-- PROBLEM DETAILS --
Set down the material below in full, matching it exactly.

Recorded data
---------------

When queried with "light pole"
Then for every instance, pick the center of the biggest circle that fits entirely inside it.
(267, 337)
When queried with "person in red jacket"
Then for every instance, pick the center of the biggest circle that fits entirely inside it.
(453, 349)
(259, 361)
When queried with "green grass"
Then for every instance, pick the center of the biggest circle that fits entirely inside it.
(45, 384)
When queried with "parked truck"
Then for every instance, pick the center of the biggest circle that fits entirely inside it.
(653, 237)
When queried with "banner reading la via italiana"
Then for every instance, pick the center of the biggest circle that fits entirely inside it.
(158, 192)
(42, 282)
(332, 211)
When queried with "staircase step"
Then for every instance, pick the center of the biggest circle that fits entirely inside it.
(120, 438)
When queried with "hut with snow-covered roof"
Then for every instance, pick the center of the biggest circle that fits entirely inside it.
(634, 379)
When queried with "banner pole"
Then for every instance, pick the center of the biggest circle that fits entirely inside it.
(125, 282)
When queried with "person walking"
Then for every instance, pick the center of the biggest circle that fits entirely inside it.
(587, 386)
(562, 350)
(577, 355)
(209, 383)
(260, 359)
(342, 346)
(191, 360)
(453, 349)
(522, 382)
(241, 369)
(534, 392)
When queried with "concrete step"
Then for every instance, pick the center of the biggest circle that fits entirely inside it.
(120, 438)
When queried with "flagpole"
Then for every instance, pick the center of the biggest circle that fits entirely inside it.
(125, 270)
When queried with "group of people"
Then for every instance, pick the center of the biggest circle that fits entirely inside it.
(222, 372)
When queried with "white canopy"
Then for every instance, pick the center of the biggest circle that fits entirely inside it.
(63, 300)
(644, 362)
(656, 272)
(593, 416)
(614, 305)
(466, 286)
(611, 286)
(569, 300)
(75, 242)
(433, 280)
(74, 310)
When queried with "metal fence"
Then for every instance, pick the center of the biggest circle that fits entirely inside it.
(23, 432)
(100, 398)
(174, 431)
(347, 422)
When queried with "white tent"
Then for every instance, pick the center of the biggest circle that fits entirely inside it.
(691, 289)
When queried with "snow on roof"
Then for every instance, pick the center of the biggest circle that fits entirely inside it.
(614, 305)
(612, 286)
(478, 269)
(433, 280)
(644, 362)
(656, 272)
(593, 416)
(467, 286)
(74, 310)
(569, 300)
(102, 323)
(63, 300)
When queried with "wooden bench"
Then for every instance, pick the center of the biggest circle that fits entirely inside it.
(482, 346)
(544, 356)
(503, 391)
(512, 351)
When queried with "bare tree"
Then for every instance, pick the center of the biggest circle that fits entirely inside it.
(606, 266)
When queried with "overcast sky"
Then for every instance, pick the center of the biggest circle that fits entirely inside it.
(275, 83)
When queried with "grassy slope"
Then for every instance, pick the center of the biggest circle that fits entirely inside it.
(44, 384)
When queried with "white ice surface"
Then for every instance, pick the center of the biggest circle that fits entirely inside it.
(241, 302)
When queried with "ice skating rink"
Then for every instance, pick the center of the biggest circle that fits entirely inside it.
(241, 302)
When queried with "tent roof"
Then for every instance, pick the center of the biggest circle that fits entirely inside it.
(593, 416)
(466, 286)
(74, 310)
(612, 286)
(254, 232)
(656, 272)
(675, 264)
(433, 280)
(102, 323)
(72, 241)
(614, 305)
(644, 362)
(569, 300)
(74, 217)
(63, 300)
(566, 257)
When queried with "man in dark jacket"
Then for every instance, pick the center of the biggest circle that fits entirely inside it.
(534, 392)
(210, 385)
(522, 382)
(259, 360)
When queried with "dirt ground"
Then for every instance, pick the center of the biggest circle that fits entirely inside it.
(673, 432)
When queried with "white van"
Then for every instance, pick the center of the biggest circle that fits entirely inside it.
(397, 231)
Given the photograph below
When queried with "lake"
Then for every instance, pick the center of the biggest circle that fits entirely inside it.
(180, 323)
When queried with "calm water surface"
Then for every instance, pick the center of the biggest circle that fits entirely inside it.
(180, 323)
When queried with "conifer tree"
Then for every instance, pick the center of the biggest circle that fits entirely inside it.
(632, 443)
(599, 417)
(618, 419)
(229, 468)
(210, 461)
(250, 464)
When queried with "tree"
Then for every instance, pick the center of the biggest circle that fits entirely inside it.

---------------

-- FINAL ANSWER --
When queried with "light pole"
Then for every instance, pick the center of the biggest circle that fits entirely inside it.
(267, 337)
When queried with "person in red jacket"
Then for every instance, pick the center of the biggest circle that fits entirely inside it.
(453, 349)
(259, 361)
When queried with "green grass"
Then for every instance, pick the center of the biggest circle that fits entirely inside it.
(45, 384)
When queried with "parked truck"
Then for every instance, pick the center of the biggest circle that fits entirely inside it.
(653, 237)
When queried with "banner reading la via italiana"
Then for every instance, pick the center of the biggest circle that fits entirely inside it.
(158, 192)
(42, 282)
(332, 211)
When queried with "staircase step"
Then for every instance, pick the center of the biggest circle that fits entirely inside it.
(120, 438)
When queried with "hut with snow-covered roof"
Then for every instance, pick the center of the biggest circle that fits entirely inside it.
(634, 379)
When queried with "banner pole"
Then for every instance, pick the center of the biggest circle that fits entirely inside it.
(125, 282)
When queried with "person walking"
Then for every instance, pick the center of the biggest circle that fits entirely inside it.
(587, 386)
(562, 350)
(577, 355)
(209, 383)
(260, 359)
(342, 346)
(191, 360)
(453, 349)
(522, 382)
(241, 369)
(534, 392)
When queried with "concrete step"
Then for every instance, pick the center of the biggest circle that fits entirely inside it.
(120, 438)
When queried with "flagpole"
Then for every instance, pick the center of the biggest circle that fits entirely inside it.
(125, 270)
When queried with "group of people"
Then for every instance, pick the center of the biggest circle that fits entirely inside it.
(222, 372)
When queried with "white canopy"
Then for every instance, pick the center of the biggest circle that fits entirely inside it.
(63, 300)
(644, 362)
(656, 272)
(593, 416)
(614, 305)
(466, 286)
(611, 286)
(569, 300)
(75, 242)
(433, 280)
(74, 310)
When queried with "metal fence"
Then for every instance, pick the center of the biggest circle that fits entirely inside it.
(23, 432)
(100, 398)
(174, 431)
(347, 422)
When queried with "white tent"
Then for every instance, pick the center of the biggest circle that fits entirely inside it.
(691, 289)
When queried with "snow on roof"
Then for every instance, pick the center of the biggest circle that fits entirely inside it.
(614, 305)
(612, 286)
(478, 269)
(433, 280)
(644, 362)
(656, 272)
(593, 416)
(467, 286)
(74, 310)
(569, 300)
(102, 323)
(63, 300)
When queried with "wooden bench"
Then for every instance, pick the center of the biggest circle that fits entirely inside it.
(482, 346)
(544, 356)
(503, 391)
(512, 351)
When queried with "bare tree"
Then for every instance, pick the center of the biggest circle that fits entirely inside it.
(606, 266)
When queried with "overcast sky"
Then for every instance, pick the center of the biggest circle that fits entirely inside it.
(275, 83)
When queried with "grassy slope"
Then for every instance, pick the center of the biggest circle that fits entirely inside it.
(44, 384)
When queried with "white ice surface"
Then for every instance, pick the center of the biggest circle that fits entirely inside it.
(241, 302)
When queried with "ice skating rink"
Then for every instance, pick the center of the biggest circle that fits entirely inside it.
(241, 302)
When queried with "tent roof"
Then for every instance, pick the center of the biggest circle that fits entirely inside it.
(593, 416)
(466, 286)
(74, 310)
(612, 286)
(254, 232)
(656, 272)
(675, 264)
(433, 280)
(102, 323)
(72, 241)
(614, 305)
(644, 362)
(569, 300)
(74, 217)
(63, 300)
(566, 257)
When queried with "man in dark jacket"
Then for every instance, pick the center of the biggest circle that fits entirely inside it.
(534, 392)
(210, 385)
(522, 382)
(259, 360)
When queried with "dirt ground"
Then for every instance, pick the center of the biggest circle that fits entirely inside it.
(673, 432)
When queried with "white van"
Then for every instance, pick the center of the biggest circle that fits entirely inside it.
(397, 231)
Given the photograph below
When queried with "lake"
Then for every instance, pick the center of the biggest circle that fits entirely inside it.
(180, 323)
When queried with "calm water surface"
Then for every instance, pick the center of the biggest circle that fits entirely inside it.
(180, 323)
When queried with "conifer tree"
Then for every instance, pick the center of the biggest circle that fits entirely inside it.
(632, 443)
(599, 417)
(618, 419)
(229, 468)
(210, 461)
(250, 464)
When queried with "tree"
Then for every instance, pick the center of the biggest circle that fits entirely inside it.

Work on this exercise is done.